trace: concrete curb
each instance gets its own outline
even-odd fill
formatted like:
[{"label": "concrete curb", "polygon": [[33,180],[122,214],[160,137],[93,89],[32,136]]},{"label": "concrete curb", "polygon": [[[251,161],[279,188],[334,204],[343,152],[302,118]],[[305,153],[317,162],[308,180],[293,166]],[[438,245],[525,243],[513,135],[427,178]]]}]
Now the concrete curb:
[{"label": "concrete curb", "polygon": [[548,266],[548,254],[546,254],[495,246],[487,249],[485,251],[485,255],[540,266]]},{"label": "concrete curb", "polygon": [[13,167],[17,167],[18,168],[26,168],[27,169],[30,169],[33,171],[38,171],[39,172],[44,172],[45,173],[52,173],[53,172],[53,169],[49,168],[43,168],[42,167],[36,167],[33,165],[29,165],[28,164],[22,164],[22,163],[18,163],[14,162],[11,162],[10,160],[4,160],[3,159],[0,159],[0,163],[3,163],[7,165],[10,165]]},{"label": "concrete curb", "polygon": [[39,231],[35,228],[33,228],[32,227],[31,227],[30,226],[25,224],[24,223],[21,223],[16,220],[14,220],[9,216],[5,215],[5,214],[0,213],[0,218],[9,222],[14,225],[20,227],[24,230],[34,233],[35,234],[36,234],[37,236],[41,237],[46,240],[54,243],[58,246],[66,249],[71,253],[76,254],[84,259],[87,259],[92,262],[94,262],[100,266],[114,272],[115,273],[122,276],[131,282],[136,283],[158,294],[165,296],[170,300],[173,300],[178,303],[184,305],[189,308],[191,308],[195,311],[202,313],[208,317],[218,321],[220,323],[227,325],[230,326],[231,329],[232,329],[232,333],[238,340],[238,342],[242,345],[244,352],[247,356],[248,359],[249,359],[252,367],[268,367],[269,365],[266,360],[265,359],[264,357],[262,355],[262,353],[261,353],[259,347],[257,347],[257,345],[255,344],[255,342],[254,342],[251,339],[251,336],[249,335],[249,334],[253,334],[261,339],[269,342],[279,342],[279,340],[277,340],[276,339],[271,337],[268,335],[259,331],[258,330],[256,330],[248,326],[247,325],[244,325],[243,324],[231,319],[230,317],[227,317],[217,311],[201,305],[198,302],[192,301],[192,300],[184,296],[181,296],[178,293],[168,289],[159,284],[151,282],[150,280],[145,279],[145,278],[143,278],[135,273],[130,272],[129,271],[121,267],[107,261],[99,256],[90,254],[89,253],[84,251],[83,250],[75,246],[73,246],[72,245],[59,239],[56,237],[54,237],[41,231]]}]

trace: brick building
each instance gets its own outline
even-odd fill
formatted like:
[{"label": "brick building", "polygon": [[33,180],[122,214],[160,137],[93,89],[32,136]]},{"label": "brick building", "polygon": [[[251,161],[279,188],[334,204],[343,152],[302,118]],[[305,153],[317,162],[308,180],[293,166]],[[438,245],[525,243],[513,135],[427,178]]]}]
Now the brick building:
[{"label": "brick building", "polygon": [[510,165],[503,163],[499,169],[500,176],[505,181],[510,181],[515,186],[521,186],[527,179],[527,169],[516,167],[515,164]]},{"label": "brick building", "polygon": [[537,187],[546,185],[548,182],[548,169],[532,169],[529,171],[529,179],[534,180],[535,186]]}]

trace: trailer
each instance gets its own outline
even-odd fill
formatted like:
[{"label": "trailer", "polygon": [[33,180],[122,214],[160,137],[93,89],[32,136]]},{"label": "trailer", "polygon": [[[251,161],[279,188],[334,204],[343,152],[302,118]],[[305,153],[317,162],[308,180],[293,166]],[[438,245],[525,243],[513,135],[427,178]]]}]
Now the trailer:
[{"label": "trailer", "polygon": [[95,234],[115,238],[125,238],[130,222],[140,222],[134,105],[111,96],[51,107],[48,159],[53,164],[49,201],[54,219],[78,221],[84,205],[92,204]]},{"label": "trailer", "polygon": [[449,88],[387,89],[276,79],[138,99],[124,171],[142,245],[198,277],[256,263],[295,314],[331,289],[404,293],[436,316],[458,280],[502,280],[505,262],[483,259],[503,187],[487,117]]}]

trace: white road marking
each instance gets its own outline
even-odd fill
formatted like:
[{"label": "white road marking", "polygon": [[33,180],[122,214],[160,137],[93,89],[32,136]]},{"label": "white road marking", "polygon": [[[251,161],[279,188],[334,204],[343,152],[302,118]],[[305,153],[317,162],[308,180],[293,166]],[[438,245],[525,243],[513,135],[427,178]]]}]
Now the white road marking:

· · · · ·

WHAT THIS TASK INVOLVES. Could you print all of the items above again, verbatim and unchanged?

THE OUTPUT.
trace: concrete curb
each instance gets its own outline
even-odd fill
formatted like:
[{"label": "concrete curb", "polygon": [[33,180],[122,214],[160,137],[93,89],[32,136]]},{"label": "concrete curb", "polygon": [[[251,161],[279,188],[334,204],[343,152],[302,118]],[[305,153],[317,162],[308,180],[293,166]],[[438,245],[525,243],[513,135],[427,178]]]}]
Now the concrete curb:
[{"label": "concrete curb", "polygon": [[548,266],[548,254],[546,254],[495,246],[487,249],[485,251],[485,255],[540,266]]},{"label": "concrete curb", "polygon": [[13,167],[17,167],[18,168],[26,168],[27,169],[30,169],[33,171],[38,171],[39,172],[44,172],[45,173],[52,173],[53,172],[53,169],[49,168],[43,168],[42,167],[36,167],[33,165],[29,165],[28,164],[22,164],[22,163],[18,163],[14,162],[11,162],[10,160],[4,160],[3,159],[0,159],[0,163],[3,163],[7,165],[10,165]]},{"label": "concrete curb", "polygon": [[39,231],[35,228],[33,228],[32,227],[31,227],[30,226],[25,224],[24,223],[21,223],[16,220],[14,220],[9,216],[5,215],[5,214],[0,213],[0,218],[9,222],[14,225],[20,227],[24,230],[34,233],[35,234],[36,234],[37,236],[41,237],[46,240],[54,243],[58,246],[66,249],[71,253],[76,254],[84,259],[87,259],[92,262],[94,262],[100,266],[114,272],[115,273],[122,276],[131,282],[136,283],[158,294],[165,296],[170,300],[173,300],[178,303],[184,305],[189,308],[191,308],[195,311],[202,313],[208,317],[218,321],[220,323],[227,325],[230,326],[231,329],[232,329],[232,333],[238,340],[238,342],[242,345],[244,352],[247,356],[248,359],[249,359],[252,367],[268,367],[269,365],[266,360],[265,359],[264,357],[262,355],[262,353],[261,353],[259,347],[257,347],[257,345],[255,344],[255,342],[254,342],[251,339],[251,336],[249,335],[249,334],[253,334],[261,339],[269,342],[279,342],[279,340],[277,340],[276,339],[271,337],[268,335],[259,331],[258,330],[256,330],[248,326],[247,325],[244,325],[243,324],[231,319],[230,317],[227,317],[217,311],[201,305],[198,302],[192,301],[192,300],[184,296],[181,296],[178,293],[168,289],[159,284],[151,282],[150,280],[145,279],[145,278],[143,278],[135,273],[130,272],[129,271],[121,267],[107,261],[99,256],[90,254],[89,253],[84,251],[83,250],[75,246],[73,246],[72,245],[59,239],[56,237],[54,237],[41,231]]}]

trace: brick building
each instance gets its own outline
even-odd fill
formatted like:
[{"label": "brick building", "polygon": [[33,180],[122,214],[160,137],[93,89],[32,136]]},{"label": "brick building", "polygon": [[[251,161],[279,188],[334,204],[343,152],[302,118]],[[305,153],[317,162],[308,180],[293,166]],[[438,245],[525,243],[513,135],[427,178]]]}]
Now the brick building:
[{"label": "brick building", "polygon": [[510,165],[503,163],[499,169],[500,176],[505,181],[510,181],[515,186],[521,186],[527,179],[527,169],[516,167],[515,164]]},{"label": "brick building", "polygon": [[537,187],[546,185],[548,182],[548,169],[532,169],[529,171],[529,179],[534,180],[535,186]]}]

trace: trailer
each instance gets its own outline
even-odd fill
formatted like:
[{"label": "trailer", "polygon": [[33,180],[122,214],[160,137],[93,89],[32,136]]},{"label": "trailer", "polygon": [[[251,161],[279,188],[334,204],[343,152],[302,118]],[[305,153],[317,162],[308,180],[293,166]],[[438,245],[525,243],[513,135],[427,178]]]}]
Now the trailer:
[{"label": "trailer", "polygon": [[95,234],[115,238],[125,238],[130,222],[140,222],[134,105],[111,96],[51,107],[48,159],[53,164],[49,201],[54,219],[78,221],[84,205],[92,204]]},{"label": "trailer", "polygon": [[449,88],[387,89],[276,79],[138,99],[124,171],[142,245],[198,277],[256,263],[295,314],[331,289],[404,293],[436,316],[458,280],[502,280],[505,262],[483,259],[503,187],[487,117]]}]

trace: white road marking
each instance gets its own outline
even-odd fill
formatted like:
[{"label": "white road marking", "polygon": [[33,180],[122,214],[160,137],[93,89],[32,136]]},{"label": "white road marking", "polygon": [[[251,161],[279,188],[334,204],[343,152],[302,118]],[[305,153],[317,162],[308,180],[293,166]],[[438,245],[525,243],[513,135],[427,178]]]}]
Now the white road marking:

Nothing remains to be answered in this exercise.